_BRIEF_
In the blog page below, turn the reply that begins "That the GOP might not learn from defeat" into a short bulleted list that keeps its main points.

_EXTRACTED TEXT_
Andrew Sullivan on conservatives and wingnuts

“An actual conservative will learn from [experience] and adjust. The raving loons in the GOP base – precisely because they have no serious thinking behind them – will double-down on their fantasies, empowered by partisan hatred. And that’s why the GOP needs to be defeated this fall. For the sake of an honest conservatism.”

In reaction to Posner’s “goofiness” comment, Sullivan offers the best short summary of current conditions:

An actual conservative will learn from [experience] and adjust. The raving loons in the GOP base – precisely because they have no serious thinking behind them – will double-down on their fantasies, empowered by partisan hatred. And that’s why the GOP needs to be defeated this fall. For the sake of an honest conservatism.

Author: Mark Kleiman

Professor of Public Policy at the NYU Marron Institute for Urban Management and editor of the Journal of Drug Policy Analysis. Teaches about the methods of policy analysis about drug abuse control and crime control policy, working out the implications of two principles: that swift and certain sanctions don't have to be severe to be effective, and that well-designed threats usually don't have to be carried out. Books: Drugs and Drug Policy: What Everyone Needs to Know (with Jonathan Caulkins and Angela Hawken) When Brute Force Fails: How to Have Less Crime and Less Punishment (Princeton, 2009; named one of the "books of the year" by The Economist Against Excess: Drug Policy for Results (Basic, 1993) Marijuana: Costs of Abuse, Costs of Control (Greenwood, 1989) UCLA Homepage Curriculum Vitae Contact:

17 thoughts on “Andrew Sullivan on conservatives and wingnuts”

  1. I think my thinking going into the 2008 election was something a lot like this: that confronted by defeat at the ballot box, the Republican party would reconsider the ridiculous and disastrous Bush years and come to its senses. Instead my impression of the last four years is that something like 95% of conservatives have become less reasonable instead of more. Why should I expect another Obama victory to produce something different?

    Outside of the short list that he provides (“Posner or Greenspan or Bartlett or Frum”) how many “actual conservatives” according to Sullivan’s definition are there out there?

    1. That the GOP might not learn from defeat is a problem for Sullivan, but not for me. If they don’t want to learn, I’m perfectly happy for them to keep losing elections. I’d like the country to have a responsible, honest, sane conservative party to whom power could occasionally be entrusted when it’s time for a pause in the march of progress, but it’s not really essential. Denying power to the batch of crooks, liars, and loons currently running the GOP is really essential.

      1. unfortunately they keep winning about half the elections on the national level. progress is almost on a geological time-scale. i live in texas. while most of the republicans i know are sick of rick perry, they want him replaced with another far-right republican, not a democrat.

_SUPPLIED ENTRIES_
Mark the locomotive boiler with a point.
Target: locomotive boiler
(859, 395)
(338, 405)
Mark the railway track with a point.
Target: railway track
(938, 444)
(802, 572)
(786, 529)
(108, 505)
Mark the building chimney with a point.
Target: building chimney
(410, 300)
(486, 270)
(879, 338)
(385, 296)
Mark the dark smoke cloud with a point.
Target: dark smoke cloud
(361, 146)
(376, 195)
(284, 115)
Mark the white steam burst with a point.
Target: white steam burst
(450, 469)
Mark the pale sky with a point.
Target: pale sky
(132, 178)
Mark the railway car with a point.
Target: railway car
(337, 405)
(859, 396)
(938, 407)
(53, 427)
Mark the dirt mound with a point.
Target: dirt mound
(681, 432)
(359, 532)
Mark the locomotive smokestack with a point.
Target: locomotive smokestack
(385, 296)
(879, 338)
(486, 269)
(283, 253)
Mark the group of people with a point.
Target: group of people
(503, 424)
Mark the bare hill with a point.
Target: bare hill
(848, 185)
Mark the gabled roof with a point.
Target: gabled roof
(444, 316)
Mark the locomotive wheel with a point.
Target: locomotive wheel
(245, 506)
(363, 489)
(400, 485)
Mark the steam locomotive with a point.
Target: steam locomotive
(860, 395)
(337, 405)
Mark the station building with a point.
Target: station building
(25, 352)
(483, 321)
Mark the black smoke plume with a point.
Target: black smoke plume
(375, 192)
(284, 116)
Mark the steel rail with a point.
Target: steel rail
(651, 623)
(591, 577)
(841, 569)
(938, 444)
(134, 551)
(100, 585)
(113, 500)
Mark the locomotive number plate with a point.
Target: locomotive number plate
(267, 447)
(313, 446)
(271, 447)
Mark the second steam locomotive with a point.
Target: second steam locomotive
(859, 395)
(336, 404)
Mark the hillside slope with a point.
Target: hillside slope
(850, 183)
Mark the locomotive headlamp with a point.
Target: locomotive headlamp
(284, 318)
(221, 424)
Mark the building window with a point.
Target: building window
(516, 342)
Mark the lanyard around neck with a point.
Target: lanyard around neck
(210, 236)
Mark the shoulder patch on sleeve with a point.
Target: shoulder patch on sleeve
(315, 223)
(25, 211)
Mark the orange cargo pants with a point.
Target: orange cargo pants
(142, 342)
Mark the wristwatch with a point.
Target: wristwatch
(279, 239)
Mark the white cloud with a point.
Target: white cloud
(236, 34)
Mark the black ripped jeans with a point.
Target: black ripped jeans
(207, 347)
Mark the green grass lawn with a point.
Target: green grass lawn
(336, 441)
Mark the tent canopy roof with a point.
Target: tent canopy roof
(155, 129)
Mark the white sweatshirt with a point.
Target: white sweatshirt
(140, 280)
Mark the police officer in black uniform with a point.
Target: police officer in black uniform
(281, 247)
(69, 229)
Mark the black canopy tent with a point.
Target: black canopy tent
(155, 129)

_RESPONSE TO THIS EXERCISE_
- The GOP possibly not learning from defeat is Sullivan's problem, not the commenter's.
- If the party won't learn, the commenter is perfectly happy for it to keep losing elections.
- A responsible, honest, sane conservative party, trusted with power when progress needs a pause, would be welcome but isn't essential.
- What is essential is denying power to the crooks, liars, and loons now running the GOP.